++++ EXERCISE DATA

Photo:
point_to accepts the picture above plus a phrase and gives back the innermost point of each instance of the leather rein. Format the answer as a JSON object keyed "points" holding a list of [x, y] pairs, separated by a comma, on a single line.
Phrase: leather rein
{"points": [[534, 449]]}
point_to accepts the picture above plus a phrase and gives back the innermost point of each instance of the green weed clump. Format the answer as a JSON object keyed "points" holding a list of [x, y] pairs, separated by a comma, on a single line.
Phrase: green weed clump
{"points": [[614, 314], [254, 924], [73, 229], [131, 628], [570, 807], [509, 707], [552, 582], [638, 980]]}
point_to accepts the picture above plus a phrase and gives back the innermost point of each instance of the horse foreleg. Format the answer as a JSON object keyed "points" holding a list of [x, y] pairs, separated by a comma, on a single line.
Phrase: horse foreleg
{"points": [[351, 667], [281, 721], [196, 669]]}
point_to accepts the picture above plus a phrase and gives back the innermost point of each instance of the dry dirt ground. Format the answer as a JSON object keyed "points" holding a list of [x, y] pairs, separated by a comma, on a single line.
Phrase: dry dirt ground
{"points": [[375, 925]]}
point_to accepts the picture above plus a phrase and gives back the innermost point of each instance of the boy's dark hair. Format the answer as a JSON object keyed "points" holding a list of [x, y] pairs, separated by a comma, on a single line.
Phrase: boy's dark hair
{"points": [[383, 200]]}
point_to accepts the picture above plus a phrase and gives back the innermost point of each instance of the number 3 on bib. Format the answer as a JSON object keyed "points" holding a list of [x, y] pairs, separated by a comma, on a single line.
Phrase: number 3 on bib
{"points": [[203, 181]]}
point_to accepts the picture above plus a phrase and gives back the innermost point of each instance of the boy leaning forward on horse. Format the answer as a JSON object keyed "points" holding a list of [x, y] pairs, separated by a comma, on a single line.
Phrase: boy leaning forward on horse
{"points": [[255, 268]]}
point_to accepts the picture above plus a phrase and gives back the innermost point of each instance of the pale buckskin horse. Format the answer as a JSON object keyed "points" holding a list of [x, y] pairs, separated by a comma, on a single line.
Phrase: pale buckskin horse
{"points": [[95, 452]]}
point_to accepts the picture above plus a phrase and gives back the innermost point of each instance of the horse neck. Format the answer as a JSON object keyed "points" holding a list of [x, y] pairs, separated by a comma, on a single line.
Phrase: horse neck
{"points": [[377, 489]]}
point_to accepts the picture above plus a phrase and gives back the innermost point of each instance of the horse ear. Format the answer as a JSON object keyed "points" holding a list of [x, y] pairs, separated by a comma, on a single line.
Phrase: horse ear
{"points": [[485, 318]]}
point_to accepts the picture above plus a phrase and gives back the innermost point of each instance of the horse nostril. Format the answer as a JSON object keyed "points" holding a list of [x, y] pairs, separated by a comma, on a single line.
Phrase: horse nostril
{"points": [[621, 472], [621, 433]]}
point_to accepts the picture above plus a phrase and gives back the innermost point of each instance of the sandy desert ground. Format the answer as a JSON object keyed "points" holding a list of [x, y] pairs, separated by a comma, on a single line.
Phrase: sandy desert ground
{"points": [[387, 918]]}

++++++++

▶ [TASK INSTRUCTIONS]
Using the exact wording, transcribe all the records above.

▶ [EXPECTED ANSWER]
Photo:
point_to accepts the picture above plus a phrase and gives back the innermost point of each instance of the leather rein. Format the answer as a JSON object keyed "points" holding a list of [x, y] pairs, separated by a comma, on a single line.
Phrase: leather rein
{"points": [[534, 449]]}
point_to accepts the picture above plus a phrase and gives back the innermost point of each instance of the green weed clump. Format the answer as a JSON object keyed "points" holding a list of [x, y] pairs, separated by a comma, on a single line.
Phrase: green weed clump
{"points": [[614, 314], [254, 924], [73, 229], [131, 628], [570, 807], [509, 707], [552, 582], [638, 980]]}
point_to accepts the picture above plus a phrase and gives back the innermost point of each instance of the horse foreleg. Format the answer as a JSON object keyed "points" holding a list of [x, y] pairs, separated by a comma, on a single line.
Phrase: horse foreleg
{"points": [[351, 667], [281, 721], [196, 669]]}
point_to accepts the picture above plus a phrase and gives back the innermost point of each instance of the dry dirt ground. Format the answer as a JSON object keyed "points" holding a list of [x, y] pairs, separated by a comma, on a single line.
Phrase: dry dirt ground
{"points": [[375, 925]]}
point_to accepts the picture above plus a phrase and gives back the innermost point of each instance of the boy's dark hair. Format the answer as a JSON object keyed "points" holding a list of [x, y] pairs, separated by a comma, on a single line.
Phrase: boy's dark hair
{"points": [[383, 200]]}
point_to accepts the picture above plus a phrase and gives back the innermost point of each instance of the number 3 on bib. Format the answer as a JSON object keyed "points" holding a list of [x, y] pairs, separated by a comma, on a single line.
Phrase: number 3 on bib
{"points": [[203, 181]]}
point_to accepts the picture above plus a phrase and gives back the innermost point of each instance of the boy leaning forward on horse. Format the answer as a JSON object keyed "points" holding a list of [x, y] pairs, separated by a comma, on a single line.
Phrase: boy leaning forward on horse
{"points": [[255, 268]]}
point_to accepts the picture above plus a phrase and gives back the innermost point of each instance of the pale buckskin horse. Format the answer as a JSON object keyed "points" holding a list of [x, y] pairs, separated by a comma, on a single line.
Phrase: pale buckskin horse
{"points": [[95, 452]]}
point_to accepts the picture above plus a phrase and gives back the innermost point of each instance of the horse neck. Format the answer as a JSON object keyed "points" holding a list of [x, y] pairs, separated by a comma, on a single line.
Phrase: horse neck
{"points": [[377, 489]]}
point_to accepts the picture above plus a phrase and gives back the innermost point of each instance of the horse ear. Format the answer as a JSON object keyed "points" holding a list of [x, y] pairs, separated by a comma, on a single line.
Phrase: horse ear
{"points": [[485, 318]]}
point_to accepts the picture above plus a phrase and gives back the innermost point of each instance of the horse nostril. Format the answer as a JSON object keyed "points" holding a list of [x, y] pairs, separated by a comma, on a single line.
Phrase: horse nostril
{"points": [[621, 472], [621, 433]]}
point_to accepts the picture above plus a phrase and gives back the innermost point of each instance of the sandy desert ground. Format the answer as a JSON object keyed "points" holding a list of [x, y] pairs, separated by a comma, on a single line.
Phrase: sandy desert ground
{"points": [[387, 918]]}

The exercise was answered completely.